(Beginning of Data for review)

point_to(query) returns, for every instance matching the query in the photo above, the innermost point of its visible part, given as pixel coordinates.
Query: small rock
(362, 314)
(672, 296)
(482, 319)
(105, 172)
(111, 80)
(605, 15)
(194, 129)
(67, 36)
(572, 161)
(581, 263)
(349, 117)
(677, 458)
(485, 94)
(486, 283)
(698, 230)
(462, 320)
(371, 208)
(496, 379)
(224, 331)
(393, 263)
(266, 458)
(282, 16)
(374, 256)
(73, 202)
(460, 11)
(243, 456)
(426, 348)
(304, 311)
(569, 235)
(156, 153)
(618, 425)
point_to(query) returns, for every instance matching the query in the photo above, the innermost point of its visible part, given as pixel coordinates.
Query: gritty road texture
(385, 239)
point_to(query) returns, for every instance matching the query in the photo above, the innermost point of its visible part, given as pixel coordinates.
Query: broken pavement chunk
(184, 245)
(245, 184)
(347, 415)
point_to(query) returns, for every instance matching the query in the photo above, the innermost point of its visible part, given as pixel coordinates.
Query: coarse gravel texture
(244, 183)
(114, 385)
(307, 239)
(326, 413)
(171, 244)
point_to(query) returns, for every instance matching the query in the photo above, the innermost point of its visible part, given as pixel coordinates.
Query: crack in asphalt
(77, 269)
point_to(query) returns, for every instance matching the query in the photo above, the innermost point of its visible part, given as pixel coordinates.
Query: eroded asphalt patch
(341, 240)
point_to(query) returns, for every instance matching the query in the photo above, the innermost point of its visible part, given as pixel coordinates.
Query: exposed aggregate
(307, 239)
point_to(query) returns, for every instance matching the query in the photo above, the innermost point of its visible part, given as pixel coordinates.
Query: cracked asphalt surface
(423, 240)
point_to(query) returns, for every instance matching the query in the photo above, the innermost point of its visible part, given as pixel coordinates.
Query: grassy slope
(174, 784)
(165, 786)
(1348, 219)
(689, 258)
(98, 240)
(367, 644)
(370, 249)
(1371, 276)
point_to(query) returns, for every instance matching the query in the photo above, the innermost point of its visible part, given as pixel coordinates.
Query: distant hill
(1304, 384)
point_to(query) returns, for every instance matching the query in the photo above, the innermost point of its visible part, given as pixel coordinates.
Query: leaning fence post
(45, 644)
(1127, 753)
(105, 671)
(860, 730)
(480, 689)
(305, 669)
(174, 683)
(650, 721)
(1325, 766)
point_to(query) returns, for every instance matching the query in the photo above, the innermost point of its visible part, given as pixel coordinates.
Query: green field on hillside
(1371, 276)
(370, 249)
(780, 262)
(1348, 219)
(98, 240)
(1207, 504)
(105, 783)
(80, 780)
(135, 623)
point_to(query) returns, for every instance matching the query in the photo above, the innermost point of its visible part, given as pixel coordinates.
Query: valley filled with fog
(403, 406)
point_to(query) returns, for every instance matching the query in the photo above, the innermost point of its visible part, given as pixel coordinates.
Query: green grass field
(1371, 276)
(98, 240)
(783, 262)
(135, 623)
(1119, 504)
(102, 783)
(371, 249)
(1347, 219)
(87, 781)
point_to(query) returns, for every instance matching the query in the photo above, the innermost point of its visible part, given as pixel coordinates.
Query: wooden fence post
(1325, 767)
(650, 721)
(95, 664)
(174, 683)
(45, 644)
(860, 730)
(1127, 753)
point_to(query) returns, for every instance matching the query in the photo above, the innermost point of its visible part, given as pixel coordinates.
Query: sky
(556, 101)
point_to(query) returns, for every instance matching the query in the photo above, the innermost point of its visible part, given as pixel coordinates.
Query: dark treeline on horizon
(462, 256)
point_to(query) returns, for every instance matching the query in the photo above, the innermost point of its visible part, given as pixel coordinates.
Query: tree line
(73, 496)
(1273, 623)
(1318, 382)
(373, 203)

(End of Data for review)

- **Instructions to follow**:
Only an exact transcription of all the entries will do.

- **Answer to the exercise**:
point_to(query) returns, for every instance matching the query in the photo above, the innermost point of its visible part, given as pixel coordinates.
Query: small rock
(362, 314)
(672, 296)
(482, 319)
(105, 172)
(111, 80)
(605, 15)
(194, 129)
(67, 36)
(572, 161)
(581, 263)
(349, 117)
(677, 458)
(485, 94)
(486, 283)
(698, 230)
(462, 320)
(371, 208)
(496, 379)
(224, 331)
(393, 263)
(266, 458)
(282, 16)
(374, 256)
(73, 202)
(460, 11)
(243, 456)
(426, 348)
(304, 311)
(569, 235)
(156, 153)
(618, 425)
point_to(query) returns, for every instance matching the query in the photo above, the innermost point of its visible part, given as pixel coordinates.
Query: gritty road texture
(385, 239)
point_to(query) returns, for every instance matching the query in the photo above, the innermost point of its visible part, given as pixel coordinates.
Query: broken pavement chunk
(184, 245)
(245, 184)
(347, 415)
point_to(query) returns, for every instance matching the query in the photo above, the innermost point of its visible part, given as pixel coordinates.
Query: coarse gravel texture
(244, 183)
(114, 385)
(307, 239)
(326, 413)
(171, 244)
point_to(query) returns, for every instance matching the query in the photo above, the innermost point of its visible part, given as pixel coordinates.
Query: crack in asphalt
(77, 269)
point_to(query) returns, for every instance matching the query in the photo above, the innermost point of its visible part, given as pixel coordinates.
Query: eroded asphalt patch
(341, 240)
point_to(query) returns, for every instance matching the query in the photo above, the innermost point of its visible part, given as pixel coordinates.
Query: exposed aggregate
(307, 239)
point_to(query) returns, for every instance matching the query in the photo above, the innermost point of its visible part, given as pixel coordinates.
Query: cracked asphalt surface
(423, 240)
point_to(query) returns, for every instance matching the query in the photo above, the innermost point of its visible part, given as pixel coordinates.
Query: grassy slope
(174, 784)
(165, 786)
(1348, 219)
(689, 258)
(98, 240)
(367, 644)
(370, 249)
(1371, 276)
point_to(query) returns, for every instance matching the query in the photo above, the innermost point of its visible part, given as pixel coordinates.
Query: distant hill
(1304, 384)
point_to(query) returns, for every instance matching the query in the photo above, the innermost point of its visible part, given as pixel coordinates.
Query: leaning fence post
(45, 644)
(1127, 753)
(105, 671)
(860, 730)
(480, 689)
(305, 669)
(174, 683)
(650, 721)
(1325, 766)
point_to(query) returns, for every instance matching the query in the photo above, the innermost point of its visible part, given as pixel coordinates.
Query: green field on hillside
(1371, 276)
(370, 249)
(780, 262)
(1348, 219)
(98, 240)
(1207, 504)
(105, 783)
(80, 780)
(135, 623)
point_to(query) returns, for every instance matching the query in the photo above, the innermost point of its visible part, given as pixel coordinates.
Query: valley filled with fog
(403, 406)
point_to(query) returns, for every instance matching the query in the photo above, the innermost point of its visible part, given as pixel coordinates.
Query: green grass field
(1371, 276)
(98, 240)
(783, 262)
(135, 623)
(1119, 504)
(102, 783)
(371, 249)
(1347, 219)
(87, 781)
point_to(query) returns, for every instance matching the query in the photo above, the innermost point of its visible part, given as pixel coordinates.
Query: wooden fence post
(1325, 767)
(650, 721)
(95, 664)
(174, 683)
(45, 644)
(860, 730)
(1127, 753)
point_to(query) returns, for every instance matching the query in the photo above, the innermost point of its visible part, given as pixel coordinates.
Query: sky
(556, 101)
point_to(query) returns, for every instance matching the query in the photo above, the innermost point of its visible part, given as pixel coordinates.
Query: dark treeline on horizon
(462, 256)
point_to(query) returns, for every instance matching the query in the photo above, the innermost point of its visible part, given as pixel coordinates.
Query: tree line
(73, 496)
(1273, 623)
(1318, 382)
(373, 203)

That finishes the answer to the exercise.